Problem statement ::
Starting with the line that holds "label the red tractor, a point per instance.", copy out each remaining line of the listing below, up to and including the last one, and include nothing else.

[Position annotation records]
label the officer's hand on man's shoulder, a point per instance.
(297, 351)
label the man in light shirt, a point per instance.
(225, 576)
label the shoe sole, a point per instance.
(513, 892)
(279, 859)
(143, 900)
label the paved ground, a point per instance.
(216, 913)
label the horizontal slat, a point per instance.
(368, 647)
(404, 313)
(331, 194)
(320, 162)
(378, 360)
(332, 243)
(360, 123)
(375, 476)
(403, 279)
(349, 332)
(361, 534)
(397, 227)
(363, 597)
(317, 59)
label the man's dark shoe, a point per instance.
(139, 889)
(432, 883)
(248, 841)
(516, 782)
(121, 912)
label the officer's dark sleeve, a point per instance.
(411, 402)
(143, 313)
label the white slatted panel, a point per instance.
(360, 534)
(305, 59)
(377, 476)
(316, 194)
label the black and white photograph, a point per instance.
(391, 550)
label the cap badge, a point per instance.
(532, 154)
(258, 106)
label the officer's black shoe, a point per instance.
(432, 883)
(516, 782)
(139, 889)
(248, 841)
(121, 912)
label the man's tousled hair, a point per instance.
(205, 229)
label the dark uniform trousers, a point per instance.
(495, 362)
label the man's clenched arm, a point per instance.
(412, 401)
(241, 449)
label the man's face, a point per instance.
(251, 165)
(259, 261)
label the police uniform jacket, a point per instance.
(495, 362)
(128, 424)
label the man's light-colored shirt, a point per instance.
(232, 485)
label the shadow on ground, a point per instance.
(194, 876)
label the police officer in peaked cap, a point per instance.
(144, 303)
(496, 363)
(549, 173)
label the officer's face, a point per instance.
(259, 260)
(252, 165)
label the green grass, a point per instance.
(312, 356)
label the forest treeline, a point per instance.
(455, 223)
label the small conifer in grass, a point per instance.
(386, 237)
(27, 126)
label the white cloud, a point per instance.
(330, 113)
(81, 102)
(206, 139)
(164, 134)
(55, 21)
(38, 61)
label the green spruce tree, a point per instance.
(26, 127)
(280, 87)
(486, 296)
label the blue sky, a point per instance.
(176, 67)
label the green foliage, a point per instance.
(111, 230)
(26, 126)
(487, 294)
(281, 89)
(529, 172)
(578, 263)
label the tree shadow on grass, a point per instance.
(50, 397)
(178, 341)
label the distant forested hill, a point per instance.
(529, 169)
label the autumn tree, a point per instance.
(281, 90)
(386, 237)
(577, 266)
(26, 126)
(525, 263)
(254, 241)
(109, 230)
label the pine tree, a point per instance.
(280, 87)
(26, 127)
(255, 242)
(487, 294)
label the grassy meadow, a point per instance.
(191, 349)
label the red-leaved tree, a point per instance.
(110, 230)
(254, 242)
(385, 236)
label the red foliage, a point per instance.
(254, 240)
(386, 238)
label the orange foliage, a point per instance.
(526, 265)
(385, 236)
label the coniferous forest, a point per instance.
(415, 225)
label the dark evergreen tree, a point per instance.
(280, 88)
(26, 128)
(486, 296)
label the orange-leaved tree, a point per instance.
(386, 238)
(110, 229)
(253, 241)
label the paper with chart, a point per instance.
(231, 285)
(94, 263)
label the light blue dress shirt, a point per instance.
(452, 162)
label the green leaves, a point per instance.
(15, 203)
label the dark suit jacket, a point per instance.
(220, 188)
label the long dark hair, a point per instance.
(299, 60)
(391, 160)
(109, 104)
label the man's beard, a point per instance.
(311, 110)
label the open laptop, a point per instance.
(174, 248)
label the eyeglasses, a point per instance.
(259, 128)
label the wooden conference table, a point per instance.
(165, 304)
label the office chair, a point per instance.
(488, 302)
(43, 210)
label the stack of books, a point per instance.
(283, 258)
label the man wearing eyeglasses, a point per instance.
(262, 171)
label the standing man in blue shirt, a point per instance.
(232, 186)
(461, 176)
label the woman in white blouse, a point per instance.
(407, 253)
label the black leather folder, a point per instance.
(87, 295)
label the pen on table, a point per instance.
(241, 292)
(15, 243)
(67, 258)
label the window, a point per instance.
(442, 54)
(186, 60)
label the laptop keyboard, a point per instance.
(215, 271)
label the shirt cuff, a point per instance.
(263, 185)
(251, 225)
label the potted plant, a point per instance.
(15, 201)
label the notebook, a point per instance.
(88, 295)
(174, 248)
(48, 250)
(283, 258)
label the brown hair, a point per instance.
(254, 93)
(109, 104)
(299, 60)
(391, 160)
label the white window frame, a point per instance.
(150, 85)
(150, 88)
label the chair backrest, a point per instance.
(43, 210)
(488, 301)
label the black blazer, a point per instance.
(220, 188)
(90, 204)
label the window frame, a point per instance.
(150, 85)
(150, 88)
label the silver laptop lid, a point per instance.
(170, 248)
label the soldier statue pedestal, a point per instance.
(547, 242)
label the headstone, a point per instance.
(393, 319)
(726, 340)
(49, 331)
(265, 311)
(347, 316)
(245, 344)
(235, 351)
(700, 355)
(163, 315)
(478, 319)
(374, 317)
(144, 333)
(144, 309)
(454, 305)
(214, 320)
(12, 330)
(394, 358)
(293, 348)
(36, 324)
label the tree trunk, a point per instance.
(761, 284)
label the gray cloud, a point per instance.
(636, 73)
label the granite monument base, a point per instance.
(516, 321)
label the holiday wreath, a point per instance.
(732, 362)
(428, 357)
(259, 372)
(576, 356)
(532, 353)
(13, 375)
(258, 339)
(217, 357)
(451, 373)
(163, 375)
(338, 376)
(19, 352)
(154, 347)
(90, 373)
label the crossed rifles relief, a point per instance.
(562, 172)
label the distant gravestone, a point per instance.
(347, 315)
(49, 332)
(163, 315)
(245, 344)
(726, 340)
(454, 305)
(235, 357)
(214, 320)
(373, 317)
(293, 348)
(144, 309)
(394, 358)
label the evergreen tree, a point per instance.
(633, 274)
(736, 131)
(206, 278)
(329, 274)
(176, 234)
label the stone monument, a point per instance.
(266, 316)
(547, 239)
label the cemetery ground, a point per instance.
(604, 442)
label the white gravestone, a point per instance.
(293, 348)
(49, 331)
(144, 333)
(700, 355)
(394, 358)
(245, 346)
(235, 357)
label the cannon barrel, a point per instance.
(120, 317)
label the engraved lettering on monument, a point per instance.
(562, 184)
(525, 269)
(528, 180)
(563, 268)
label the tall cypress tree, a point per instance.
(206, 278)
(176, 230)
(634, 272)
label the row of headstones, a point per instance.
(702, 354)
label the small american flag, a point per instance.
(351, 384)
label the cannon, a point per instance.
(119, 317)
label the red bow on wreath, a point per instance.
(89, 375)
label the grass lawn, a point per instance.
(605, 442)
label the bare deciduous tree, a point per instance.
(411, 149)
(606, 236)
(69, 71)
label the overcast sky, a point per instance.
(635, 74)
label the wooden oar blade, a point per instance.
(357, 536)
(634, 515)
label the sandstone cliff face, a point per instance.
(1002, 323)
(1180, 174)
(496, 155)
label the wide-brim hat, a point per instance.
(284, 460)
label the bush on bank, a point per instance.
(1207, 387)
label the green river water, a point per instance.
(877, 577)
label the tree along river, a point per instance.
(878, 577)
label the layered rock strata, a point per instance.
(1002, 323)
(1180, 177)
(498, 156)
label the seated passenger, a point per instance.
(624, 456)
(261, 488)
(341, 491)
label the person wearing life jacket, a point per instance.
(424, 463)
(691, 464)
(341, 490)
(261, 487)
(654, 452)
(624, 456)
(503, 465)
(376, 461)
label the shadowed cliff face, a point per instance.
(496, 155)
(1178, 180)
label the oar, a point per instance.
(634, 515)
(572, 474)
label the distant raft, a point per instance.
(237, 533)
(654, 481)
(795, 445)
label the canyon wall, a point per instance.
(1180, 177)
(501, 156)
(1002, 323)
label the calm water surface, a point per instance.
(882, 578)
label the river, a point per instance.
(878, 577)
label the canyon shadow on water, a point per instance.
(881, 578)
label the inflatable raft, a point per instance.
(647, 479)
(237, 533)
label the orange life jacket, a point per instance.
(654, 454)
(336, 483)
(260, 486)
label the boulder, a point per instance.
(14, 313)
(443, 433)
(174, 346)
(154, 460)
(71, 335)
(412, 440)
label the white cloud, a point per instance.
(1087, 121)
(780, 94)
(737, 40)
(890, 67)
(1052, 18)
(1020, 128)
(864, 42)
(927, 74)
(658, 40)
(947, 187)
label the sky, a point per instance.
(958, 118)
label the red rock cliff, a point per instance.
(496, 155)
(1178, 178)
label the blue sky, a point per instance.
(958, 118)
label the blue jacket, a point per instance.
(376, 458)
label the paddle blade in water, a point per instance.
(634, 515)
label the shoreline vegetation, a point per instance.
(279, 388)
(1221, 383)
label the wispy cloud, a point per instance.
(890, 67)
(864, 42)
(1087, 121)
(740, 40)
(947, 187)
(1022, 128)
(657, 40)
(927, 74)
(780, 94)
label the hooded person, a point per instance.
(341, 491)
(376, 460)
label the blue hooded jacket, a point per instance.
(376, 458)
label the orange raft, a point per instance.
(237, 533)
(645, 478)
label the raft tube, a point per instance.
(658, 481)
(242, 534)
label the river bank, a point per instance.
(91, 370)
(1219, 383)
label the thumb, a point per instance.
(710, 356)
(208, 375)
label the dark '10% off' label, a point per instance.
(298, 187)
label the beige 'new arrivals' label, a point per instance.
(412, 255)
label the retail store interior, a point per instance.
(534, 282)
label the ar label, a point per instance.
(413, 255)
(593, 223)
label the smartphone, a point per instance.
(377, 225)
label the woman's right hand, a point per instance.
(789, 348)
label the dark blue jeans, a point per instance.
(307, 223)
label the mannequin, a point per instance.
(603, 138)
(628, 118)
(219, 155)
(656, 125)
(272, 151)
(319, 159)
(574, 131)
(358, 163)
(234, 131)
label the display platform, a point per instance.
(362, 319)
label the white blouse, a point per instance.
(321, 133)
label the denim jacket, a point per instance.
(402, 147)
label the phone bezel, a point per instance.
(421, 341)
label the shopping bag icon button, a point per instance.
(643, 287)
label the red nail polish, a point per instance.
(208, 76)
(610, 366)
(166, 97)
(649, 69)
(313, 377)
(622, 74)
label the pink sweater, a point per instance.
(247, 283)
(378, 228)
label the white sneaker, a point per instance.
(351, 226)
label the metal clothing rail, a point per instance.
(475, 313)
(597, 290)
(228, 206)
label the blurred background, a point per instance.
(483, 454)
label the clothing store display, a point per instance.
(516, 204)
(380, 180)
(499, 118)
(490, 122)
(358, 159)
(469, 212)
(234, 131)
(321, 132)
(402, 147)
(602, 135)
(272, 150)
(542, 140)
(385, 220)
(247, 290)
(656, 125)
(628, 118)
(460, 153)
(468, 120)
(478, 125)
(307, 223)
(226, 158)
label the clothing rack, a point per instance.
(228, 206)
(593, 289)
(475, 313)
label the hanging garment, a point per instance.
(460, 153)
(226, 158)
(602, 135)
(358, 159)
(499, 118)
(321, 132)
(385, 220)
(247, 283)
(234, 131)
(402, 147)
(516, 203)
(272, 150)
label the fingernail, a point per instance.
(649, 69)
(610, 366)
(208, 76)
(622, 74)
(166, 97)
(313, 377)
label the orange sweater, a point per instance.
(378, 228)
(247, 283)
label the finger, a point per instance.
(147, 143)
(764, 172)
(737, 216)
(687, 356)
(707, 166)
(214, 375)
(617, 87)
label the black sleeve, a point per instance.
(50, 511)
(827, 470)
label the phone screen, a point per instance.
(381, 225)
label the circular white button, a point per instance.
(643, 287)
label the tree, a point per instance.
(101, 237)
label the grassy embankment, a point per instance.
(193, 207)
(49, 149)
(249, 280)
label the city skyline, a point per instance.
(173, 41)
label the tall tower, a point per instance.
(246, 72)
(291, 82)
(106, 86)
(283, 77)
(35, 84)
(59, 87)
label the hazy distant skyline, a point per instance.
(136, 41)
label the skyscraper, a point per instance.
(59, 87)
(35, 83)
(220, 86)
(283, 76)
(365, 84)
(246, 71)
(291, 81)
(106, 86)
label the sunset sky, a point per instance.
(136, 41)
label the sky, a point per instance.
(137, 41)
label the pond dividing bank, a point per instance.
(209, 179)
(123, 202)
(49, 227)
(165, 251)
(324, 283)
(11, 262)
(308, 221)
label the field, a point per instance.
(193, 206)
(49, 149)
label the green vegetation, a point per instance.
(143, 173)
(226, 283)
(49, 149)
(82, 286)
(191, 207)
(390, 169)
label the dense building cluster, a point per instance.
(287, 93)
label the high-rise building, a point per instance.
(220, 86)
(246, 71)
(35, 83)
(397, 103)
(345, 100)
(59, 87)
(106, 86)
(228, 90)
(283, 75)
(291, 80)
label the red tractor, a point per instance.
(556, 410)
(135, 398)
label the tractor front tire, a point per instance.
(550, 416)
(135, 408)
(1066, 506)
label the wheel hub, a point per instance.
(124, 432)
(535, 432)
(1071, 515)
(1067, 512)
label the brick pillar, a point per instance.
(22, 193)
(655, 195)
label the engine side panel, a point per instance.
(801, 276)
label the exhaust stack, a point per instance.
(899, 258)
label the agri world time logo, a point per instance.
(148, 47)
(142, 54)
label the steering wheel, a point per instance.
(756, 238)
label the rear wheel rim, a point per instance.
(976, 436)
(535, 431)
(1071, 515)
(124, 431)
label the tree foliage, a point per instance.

Solved problem ::
label the red tractor, a point per instance.
(556, 410)
(135, 398)
label the tractor front tire, a point per instance.
(550, 416)
(135, 408)
(1066, 506)
label the wheel hub, a point per instance.
(124, 432)
(535, 432)
(1071, 515)
(1067, 512)
label the brick pillar, a point per instance.
(22, 193)
(655, 195)
label the engine side panel, a point per instance.
(801, 276)
label the exhaust stack, a point per instance.
(899, 258)
label the agri world time logo, a point per instance.
(148, 47)
(142, 54)
label the steering wheel, a point per instance.
(756, 238)
label the rear wheel rim, a point per instance.
(976, 436)
(535, 431)
(1071, 515)
(124, 431)
label the tree foliage, a point per instance.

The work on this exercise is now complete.